===== Passage to read =====
I can only speak anecdotally about my experience when I was young and now that I am much older. When I was young I went from about 69' MSL to about 6780' MSL when doing a job at the Air Force Academy and we dared each other to run up some stairs. We made it about half way up and fell over laughing and gasping for air. Our team chief that smoked about a half a carton of cigarettes a day walked right past us shaking his head. For about a week or so I had some pressure in my leg near the hip but it cleared up.

I am much older now and a couple years ago I retired/moved from about 600' MSL to 6300' MSL and it took about a half of a year for my body to adjust including some pain in my legs with some associated popping and other weird pressure like feeling similar to what I had when younger but it took longer to go away. Probably too many decades behind a computer and not enough walking. I've had no feelings of self defenestration.


Yea, we would only need a small percentage of folks unable to acclimate to create a significant correlation.


Isn’t Apple Watch and other blood oxygenation just measuring saturation (a relative measure)?

Among other things, Acclimatization involves producing more blood-oxygen carrying capacity (or less if you go back to sea level), which is an absolute measure, not a relative one that the oximeters would pick up.


I haven't measured my blood oxygen, alas.

I've been here 4+ years now, and other than being 4 years older and just coming out of a sedentary 3 year period, I notice zero effects of living (and running, cycling, swimming, hiking) at altitude. Can't say any more than that really.


Hmmm, given that...it does seem to me the initial claim is likely to be true.

I know you said that it has to vary between multiple individuals at altitude, but it's unclear to me why.

Don't we just have to show some individuals don't ever get back up to the same blood oxygen levels?


Well, another comment here from a guy of Sammi ancestry notes potential polymorphism in GHC1 as possible (and likely) partial explanation.

I would imagine that there are a variety of potential genetic differences that could generate a wide range of altitude-adaptation differences.
=====
## Task brief
Copy the altitude acclimatization discussion above in full, word for word. The material after this point is separate from the text above.
===== Information supplied =====
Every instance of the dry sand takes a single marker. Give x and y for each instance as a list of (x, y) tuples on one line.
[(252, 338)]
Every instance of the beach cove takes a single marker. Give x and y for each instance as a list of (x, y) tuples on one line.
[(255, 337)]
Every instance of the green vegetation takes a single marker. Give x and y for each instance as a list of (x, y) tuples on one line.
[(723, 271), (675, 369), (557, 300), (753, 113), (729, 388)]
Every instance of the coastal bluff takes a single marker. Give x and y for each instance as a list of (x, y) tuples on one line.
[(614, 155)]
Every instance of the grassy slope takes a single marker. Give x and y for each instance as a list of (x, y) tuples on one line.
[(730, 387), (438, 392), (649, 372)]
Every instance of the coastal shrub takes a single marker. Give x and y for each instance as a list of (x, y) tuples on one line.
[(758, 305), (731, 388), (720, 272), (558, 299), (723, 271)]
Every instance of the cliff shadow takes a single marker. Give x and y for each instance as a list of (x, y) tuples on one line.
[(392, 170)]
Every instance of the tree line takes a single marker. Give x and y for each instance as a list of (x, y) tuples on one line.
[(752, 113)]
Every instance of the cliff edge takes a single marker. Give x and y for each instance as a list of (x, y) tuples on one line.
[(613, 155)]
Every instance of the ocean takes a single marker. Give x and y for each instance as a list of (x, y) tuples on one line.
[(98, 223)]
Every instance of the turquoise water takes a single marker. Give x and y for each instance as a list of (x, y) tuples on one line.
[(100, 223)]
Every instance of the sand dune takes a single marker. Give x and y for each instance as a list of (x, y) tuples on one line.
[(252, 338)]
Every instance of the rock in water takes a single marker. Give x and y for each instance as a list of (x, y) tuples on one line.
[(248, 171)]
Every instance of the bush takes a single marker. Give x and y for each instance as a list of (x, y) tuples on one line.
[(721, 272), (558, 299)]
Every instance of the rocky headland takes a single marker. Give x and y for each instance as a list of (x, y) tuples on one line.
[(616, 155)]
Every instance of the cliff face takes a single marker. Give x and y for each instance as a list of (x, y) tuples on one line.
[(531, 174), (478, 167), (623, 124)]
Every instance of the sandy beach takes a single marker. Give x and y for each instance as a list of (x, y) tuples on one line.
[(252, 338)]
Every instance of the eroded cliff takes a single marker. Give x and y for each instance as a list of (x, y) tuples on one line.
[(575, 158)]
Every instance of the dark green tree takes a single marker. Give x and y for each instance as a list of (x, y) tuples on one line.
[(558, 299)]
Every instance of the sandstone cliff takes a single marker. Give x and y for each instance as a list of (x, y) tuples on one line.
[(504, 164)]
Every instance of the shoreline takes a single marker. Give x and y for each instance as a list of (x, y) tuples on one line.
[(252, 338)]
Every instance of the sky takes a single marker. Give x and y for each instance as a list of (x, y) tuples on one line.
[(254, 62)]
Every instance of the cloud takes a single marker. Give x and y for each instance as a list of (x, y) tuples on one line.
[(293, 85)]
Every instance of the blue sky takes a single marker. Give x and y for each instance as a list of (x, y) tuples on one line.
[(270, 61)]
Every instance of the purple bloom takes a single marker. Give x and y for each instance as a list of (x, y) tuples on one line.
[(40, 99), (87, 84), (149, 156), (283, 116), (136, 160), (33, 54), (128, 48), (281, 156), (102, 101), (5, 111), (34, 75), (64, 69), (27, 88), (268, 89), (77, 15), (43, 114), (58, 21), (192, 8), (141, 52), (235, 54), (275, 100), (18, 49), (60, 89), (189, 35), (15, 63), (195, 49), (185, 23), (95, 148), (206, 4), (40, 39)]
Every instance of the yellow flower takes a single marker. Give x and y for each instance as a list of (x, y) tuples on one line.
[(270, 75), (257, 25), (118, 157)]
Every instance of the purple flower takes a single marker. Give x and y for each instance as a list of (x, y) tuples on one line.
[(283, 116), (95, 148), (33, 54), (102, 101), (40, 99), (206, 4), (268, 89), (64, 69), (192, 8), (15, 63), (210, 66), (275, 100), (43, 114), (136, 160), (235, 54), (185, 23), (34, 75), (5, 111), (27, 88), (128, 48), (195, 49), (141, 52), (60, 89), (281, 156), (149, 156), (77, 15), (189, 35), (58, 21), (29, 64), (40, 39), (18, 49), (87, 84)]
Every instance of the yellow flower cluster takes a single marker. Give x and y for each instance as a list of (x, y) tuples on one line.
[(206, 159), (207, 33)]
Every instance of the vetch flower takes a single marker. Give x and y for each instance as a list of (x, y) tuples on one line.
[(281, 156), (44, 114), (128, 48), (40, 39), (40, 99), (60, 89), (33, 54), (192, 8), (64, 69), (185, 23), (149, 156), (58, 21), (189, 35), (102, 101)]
=====
## Answer to the problem
I can only speak anecdotally about my experience when I was young and now that I am much older. When I was young I went from about 69' MSL to about 6780' MSL when doing a job at the Air Force Academy and we dared each other to run up some stairs. We made it about half way up and fell over laughing and gasping for air. Our team chief that smoked about a half a carton of cigarettes a day walked right past us shaking his head. For about a week or so I had some pressure in my leg near the hip but it cleared up.

I am much older now and a couple years ago I retired/moved from about 600' MSL to 6300' MSL and it took about a half of a year for my body to adjust including some pain in my legs with some associated popping and other weird pressure like feeling similar to what I had when younger but it took longer to go away. Probably too many decades behind a computer and not enough walking. I've had no feelings of self defenestration.


Yea, we would only need a small percentage of folks unable to acclimate to create a significant correlation.


Isn’t Apple Watch and other blood oxygenation just measuring saturation (a relative measure)?

Among other things, Acclimatization involves producing more blood-oxygen carrying capacity (or less if you go back to sea level), which is an absolute measure, not a relative one that the oximeters would pick up.


I haven't measured my blood oxygen, alas.

I've been here 4+ years now, and other than being 4 years older and just coming out of a sedentary 3 year period, I notice zero effects of living (and running, cycling, swimming, hiking) at altitude. Can't say any more than that really.


Hmmm, given that...it does seem to me the initial claim is likely to be true.

I know you said that it has to vary between multiple individuals at altitude, but it's unclear to me why.

Don't we just have to show some individuals don't ever get back up to the same blood oxygen levels?


Well, another comment here from a guy of Sammi ancestry notes potential polymorphism in GHC1 as possible (and likely) partial explanation.

I would imagine that there are a variety of potential genetic differences that could generate a wide range of altitude-adaptation differences.